-- begin PROVIDED RECORDS --

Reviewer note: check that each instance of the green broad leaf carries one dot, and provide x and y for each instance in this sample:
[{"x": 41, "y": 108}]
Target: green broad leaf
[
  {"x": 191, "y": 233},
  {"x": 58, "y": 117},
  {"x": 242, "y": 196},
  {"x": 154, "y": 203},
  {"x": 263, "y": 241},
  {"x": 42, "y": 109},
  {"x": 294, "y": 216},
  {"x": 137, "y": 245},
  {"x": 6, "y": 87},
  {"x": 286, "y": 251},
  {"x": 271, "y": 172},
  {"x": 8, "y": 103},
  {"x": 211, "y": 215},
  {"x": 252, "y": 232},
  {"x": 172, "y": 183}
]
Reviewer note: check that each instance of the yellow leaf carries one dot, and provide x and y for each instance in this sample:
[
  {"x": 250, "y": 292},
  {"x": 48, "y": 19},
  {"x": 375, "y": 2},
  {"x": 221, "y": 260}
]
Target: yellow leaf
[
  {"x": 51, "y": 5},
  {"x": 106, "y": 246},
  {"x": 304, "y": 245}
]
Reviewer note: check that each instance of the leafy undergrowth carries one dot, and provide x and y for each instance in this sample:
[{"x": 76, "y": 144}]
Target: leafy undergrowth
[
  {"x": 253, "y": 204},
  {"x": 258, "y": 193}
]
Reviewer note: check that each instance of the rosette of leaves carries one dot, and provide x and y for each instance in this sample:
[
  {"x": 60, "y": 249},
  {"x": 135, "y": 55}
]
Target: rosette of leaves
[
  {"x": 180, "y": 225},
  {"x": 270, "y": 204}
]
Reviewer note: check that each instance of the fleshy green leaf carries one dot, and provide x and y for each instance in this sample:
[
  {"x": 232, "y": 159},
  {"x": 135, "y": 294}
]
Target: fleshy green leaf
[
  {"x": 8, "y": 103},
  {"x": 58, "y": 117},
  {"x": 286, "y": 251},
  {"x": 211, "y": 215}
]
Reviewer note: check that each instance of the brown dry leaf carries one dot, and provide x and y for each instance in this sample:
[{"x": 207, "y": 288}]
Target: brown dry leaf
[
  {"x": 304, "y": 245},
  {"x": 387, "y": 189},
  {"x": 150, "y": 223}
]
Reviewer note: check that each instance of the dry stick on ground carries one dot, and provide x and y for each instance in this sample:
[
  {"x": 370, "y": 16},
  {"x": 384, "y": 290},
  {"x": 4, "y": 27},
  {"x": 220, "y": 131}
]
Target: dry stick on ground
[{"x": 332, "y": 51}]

-- end PROVIDED RECORDS --

PROBLEM DESCRIPTION: Copy every line from the one holding "Reviewer note: check that each instance of the rosette" through the end of the data, inclusive, and multiply each x and y coordinate in the answers by 0.8, rounding to whole numbers with halves going up. Keep the coordinates in the sample lists and all other text as they are.

IN RESPONSE:
Reviewer note: check that each instance of the rosette of leaves carries one dot, and provide x and y for each instance in this sample:
[
  {"x": 60, "y": 249},
  {"x": 135, "y": 55}
]
Target: rosette of leaves
[
  {"x": 144, "y": 180},
  {"x": 216, "y": 163}
]
Reviewer note: check that each instance of the fleshy green leaf carries one dot, and provide x and y for each instance in this sample:
[
  {"x": 232, "y": 159},
  {"x": 135, "y": 294}
]
Target: fleshy green leaf
[
  {"x": 6, "y": 82},
  {"x": 46, "y": 94},
  {"x": 229, "y": 201},
  {"x": 169, "y": 172}
]
Reviewer note: check that each instance of the brown dry leaf carries one dot, and provide x and y for each instance in this sample:
[{"x": 207, "y": 288}]
Target: brown dry leaf
[
  {"x": 243, "y": 196},
  {"x": 310, "y": 151},
  {"x": 120, "y": 178}
]
Reviewer note: check that each instance of the dry stick on ground carries one dot, and provide x and y for each instance in this sample:
[
  {"x": 370, "y": 16},
  {"x": 384, "y": 290},
  {"x": 4, "y": 27},
  {"x": 220, "y": 131}
]
Target: dry stick on ground
[{"x": 266, "y": 41}]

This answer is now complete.